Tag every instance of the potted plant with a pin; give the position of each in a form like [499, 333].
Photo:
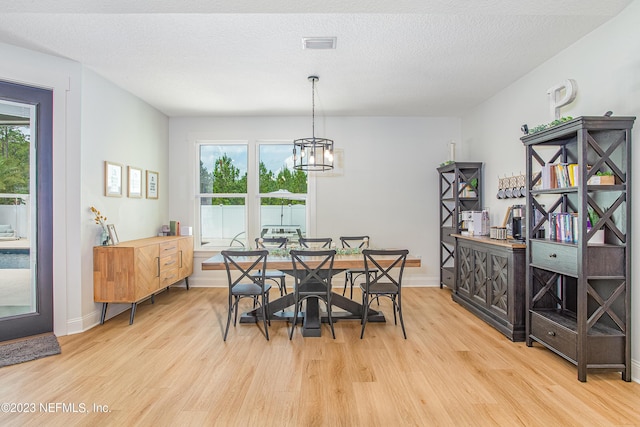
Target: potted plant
[602, 178]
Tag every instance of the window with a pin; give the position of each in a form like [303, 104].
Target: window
[249, 190]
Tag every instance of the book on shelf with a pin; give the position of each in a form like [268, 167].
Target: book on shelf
[563, 227]
[559, 175]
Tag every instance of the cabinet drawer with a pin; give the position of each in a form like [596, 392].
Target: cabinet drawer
[168, 262]
[554, 335]
[168, 248]
[169, 277]
[555, 257]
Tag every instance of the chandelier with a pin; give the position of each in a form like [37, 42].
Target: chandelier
[313, 154]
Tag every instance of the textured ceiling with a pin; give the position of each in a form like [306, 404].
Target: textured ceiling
[401, 57]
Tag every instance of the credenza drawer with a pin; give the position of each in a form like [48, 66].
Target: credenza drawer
[555, 335]
[555, 257]
[169, 277]
[600, 260]
[167, 248]
[169, 261]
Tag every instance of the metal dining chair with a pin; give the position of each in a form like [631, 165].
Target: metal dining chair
[276, 276]
[388, 283]
[312, 282]
[247, 285]
[316, 242]
[352, 274]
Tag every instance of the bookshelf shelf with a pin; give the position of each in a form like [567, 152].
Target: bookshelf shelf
[578, 292]
[455, 198]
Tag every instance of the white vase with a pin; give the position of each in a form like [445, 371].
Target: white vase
[597, 238]
[104, 238]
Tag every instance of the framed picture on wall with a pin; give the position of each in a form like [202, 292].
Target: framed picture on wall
[112, 179]
[112, 234]
[152, 184]
[135, 182]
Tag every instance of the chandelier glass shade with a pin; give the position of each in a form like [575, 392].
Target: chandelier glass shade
[313, 154]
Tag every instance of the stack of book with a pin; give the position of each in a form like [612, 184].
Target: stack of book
[559, 175]
[563, 227]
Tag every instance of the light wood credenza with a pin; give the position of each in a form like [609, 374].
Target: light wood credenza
[132, 271]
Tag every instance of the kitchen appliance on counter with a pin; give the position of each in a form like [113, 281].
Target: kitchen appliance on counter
[476, 222]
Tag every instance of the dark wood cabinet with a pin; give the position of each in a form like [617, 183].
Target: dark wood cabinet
[460, 190]
[490, 282]
[578, 288]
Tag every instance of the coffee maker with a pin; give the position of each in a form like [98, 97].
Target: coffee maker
[518, 222]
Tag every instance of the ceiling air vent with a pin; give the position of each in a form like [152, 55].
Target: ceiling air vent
[319, 42]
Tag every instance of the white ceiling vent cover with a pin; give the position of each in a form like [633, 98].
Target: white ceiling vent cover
[319, 42]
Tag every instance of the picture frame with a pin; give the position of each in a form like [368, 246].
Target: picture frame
[152, 184]
[112, 179]
[134, 188]
[112, 234]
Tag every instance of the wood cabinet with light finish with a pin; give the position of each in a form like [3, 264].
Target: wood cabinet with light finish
[133, 271]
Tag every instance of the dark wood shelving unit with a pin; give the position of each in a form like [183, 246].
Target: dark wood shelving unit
[455, 197]
[578, 292]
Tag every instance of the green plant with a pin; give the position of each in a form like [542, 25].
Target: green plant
[593, 216]
[556, 122]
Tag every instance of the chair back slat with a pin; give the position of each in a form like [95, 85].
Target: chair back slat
[258, 259]
[354, 241]
[391, 274]
[316, 242]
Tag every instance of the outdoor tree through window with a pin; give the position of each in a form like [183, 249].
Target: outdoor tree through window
[224, 199]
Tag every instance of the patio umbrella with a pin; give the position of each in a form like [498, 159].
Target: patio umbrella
[283, 195]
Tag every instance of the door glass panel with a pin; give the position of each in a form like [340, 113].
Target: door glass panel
[17, 210]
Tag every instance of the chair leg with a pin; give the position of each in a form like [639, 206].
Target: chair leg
[328, 303]
[226, 331]
[265, 306]
[351, 278]
[395, 308]
[400, 315]
[295, 319]
[364, 316]
[346, 281]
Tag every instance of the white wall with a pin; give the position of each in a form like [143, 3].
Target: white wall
[606, 66]
[388, 188]
[120, 128]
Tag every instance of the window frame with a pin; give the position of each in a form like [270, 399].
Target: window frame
[253, 196]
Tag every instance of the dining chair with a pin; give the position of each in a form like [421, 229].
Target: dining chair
[312, 282]
[316, 242]
[276, 276]
[388, 282]
[352, 274]
[247, 285]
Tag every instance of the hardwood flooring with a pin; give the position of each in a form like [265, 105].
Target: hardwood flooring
[171, 367]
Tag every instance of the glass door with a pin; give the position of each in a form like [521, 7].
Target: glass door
[26, 273]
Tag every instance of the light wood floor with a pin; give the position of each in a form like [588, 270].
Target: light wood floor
[171, 367]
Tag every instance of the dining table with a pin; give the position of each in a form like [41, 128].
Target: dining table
[312, 317]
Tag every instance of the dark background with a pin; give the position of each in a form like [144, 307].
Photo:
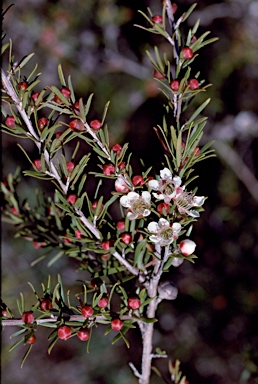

▶ [Task directions] Convert all of the records above into a numbered list, omitting any blank lines. Leave the pictures out of the result.

▶ [Exercise solution]
1. Tag every instance of the potted plant with a pin; give the position of each in a form like [499, 333].
2. Photo:
3. Target: potted plant
4. [602, 178]
5. Tag every instance of the window with a pin; give the position of each in a form like [303, 104].
6. Target: window
7. [249, 190]
8. Tag every instance of the book on shelf with a pin; give the position of each in a form like [268, 167].
9. Target: book on shelf
10. [563, 227]
11. [559, 175]
12. Tag every instance of the cabinet drawer with a pin; give the position of each in a form like [596, 392].
13. Target: cabinet drawer
14. [168, 262]
15. [554, 335]
16. [168, 248]
17. [169, 277]
18. [555, 257]
19. Tag every instance of the chandelier with a pin; give the position of each in a form like [37, 42].
20. Target: chandelier
21. [313, 154]
22. Tag every instance of the textured ceiling with a pin; give the position of each in a form like [306, 404].
23. Target: textured ceiling
24. [401, 57]
25. Tag every instance of the credenza drawer with a pin; give the position of each in a form like [48, 66].
26. Target: credenza drawer
27. [555, 335]
28. [555, 257]
29. [169, 277]
30. [600, 260]
31. [167, 248]
32. [169, 261]
33. Tag every instance of the metal dining chair with a pin; give the position of each in a form like [631, 165].
34. Target: metal dining chair
35. [276, 276]
36. [388, 283]
37. [312, 282]
38. [247, 285]
39. [316, 242]
40. [352, 274]
41. Tag every instance of the bookshelf shelf with a pin; give the position of each in a form like [567, 152].
42. Target: bookshelf shelf
43. [578, 292]
44. [455, 198]
45. Tag every instance of the white vase with a pin; give the position of each in a form like [445, 371].
46. Target: white vase
47. [597, 238]
48. [104, 238]
49. Tag every instance of the framed picture on wall with a pin; give the position of each in a form like [202, 292].
50. Target: framed picture on wall
51. [112, 179]
52. [112, 234]
53. [152, 184]
54. [135, 182]
55. Tag every instance of the chandelier glass shade with a pin; give the position of each in a form like [575, 392].
56. Target: chandelier glass shade
57. [313, 154]
58. Tag every instance of the stack of book with a pin; give the position of each in a form like [612, 184].
59. Target: stack of book
60. [559, 175]
61. [563, 227]
62. Tag every instance of the light wood credenza with a pin; give the position of each in a form like [609, 374].
63. Target: light wood credenza
64. [132, 271]
65. Tag every instance of the kitchen appliance on counter with a pin; give the position of each in a form like [113, 281].
66. Target: kitchen appliance on counter
67. [476, 222]
68. Tag every instance of the dark wood cabinet with a pin; give the position of each in a form like [617, 183].
69. Target: dark wood cabinet
70. [460, 190]
71. [490, 282]
72. [578, 288]
73. Tag every instance of the coffee maker with a pin; give the position of each in a form like [98, 97].
74. Target: coffee maker
75. [518, 222]
76. Tag every instance of the ceiling air vent with a pin; give the position of each in a form like [152, 55].
77. Target: ceiling air vent
78. [319, 42]
79. Tag every instance of the white ceiling vent cover with a pin; give the position of each in a form like [633, 98].
80. Target: white ceiling vent cover
81. [319, 42]
82. Tag every instance of the picture frame with a pin; give the position of each in a form like [368, 246].
83. Target: picture frame
84. [152, 184]
85. [112, 179]
86. [134, 188]
87. [112, 234]
88. Tag every instance of the wood cabinet with light finish with a pin; give the position of each in a form like [3, 264].
89. Target: wood cabinet with light finish
90. [133, 271]
91. Tag every instance of the dark wood shelving unit with a pin; give the position of each in a form like [183, 246].
92. Target: dark wood shelving unit
93. [455, 197]
94. [578, 292]
95. Tag every instance of the green plant with a pin; give the position of each in a form like [542, 25].
96. Target: green plant
97. [593, 216]
98. [556, 122]
99. Tag every instance of the chair back slat with a pin; give the position of each in a form like [95, 85].
100. Target: chair back slat
101. [258, 259]
102. [354, 241]
103. [391, 274]
104. [316, 242]
105. Tag every instance of the outdoor tree through window with a pin; give the position of each in a form like [183, 249].
106. Target: outdoor tree through window
107. [224, 199]
108. Tag every instance of the patio umbrella with a pin; give the position of each in a form like [498, 159].
109. Target: patio umbrella
110. [283, 195]
111. Tag every instance of the door glass panel with a pin; give the position of each in a form like [340, 113].
112. Target: door glass panel
113. [17, 210]
114. Tag every instance of the chair leg with a pin; give the position of each in a form like [639, 206].
115. Target: chair leg
116. [328, 303]
117. [226, 331]
118. [265, 306]
119. [351, 278]
120. [395, 308]
121. [400, 315]
122. [295, 319]
123. [364, 316]
124. [346, 281]
125. Tag every instance of the white wall with a pin; give the position of each in a form like [143, 3].
126. Target: white wall
127. [606, 66]
128. [388, 188]
129. [120, 128]
130. Tag every instance of the window frame with a pin; give the position of each in a form like [270, 399].
131. Target: window frame
132. [253, 196]
133. Tag every instance of the dining chair with a pin; give the position of each in a form like [421, 229].
134. Target: dining chair
135. [312, 282]
136. [316, 242]
137. [276, 276]
138. [388, 282]
139. [352, 274]
140. [247, 285]
141. Tag every instance of the hardwood flooring with a pin; give the position of each in a form like [265, 105].
142. Target: hardwood flooring
143. [171, 367]
144. Tag every instance of the glass door with a pin; give the position of each in a form like [521, 7].
145. Target: glass door
146. [26, 273]
147. Tag every instance of the light wood floor with a pin; give the position of each in a form like [588, 270].
148. Target: light wood floor
149. [171, 367]
150. Tag every instance of the dining table with a pin; give the position of each in a form like [41, 128].
151. Target: dining table
152. [312, 317]
153. Tag every instance of the dark background with a pin; give the position of each in a form like [144, 307].
154. Photo:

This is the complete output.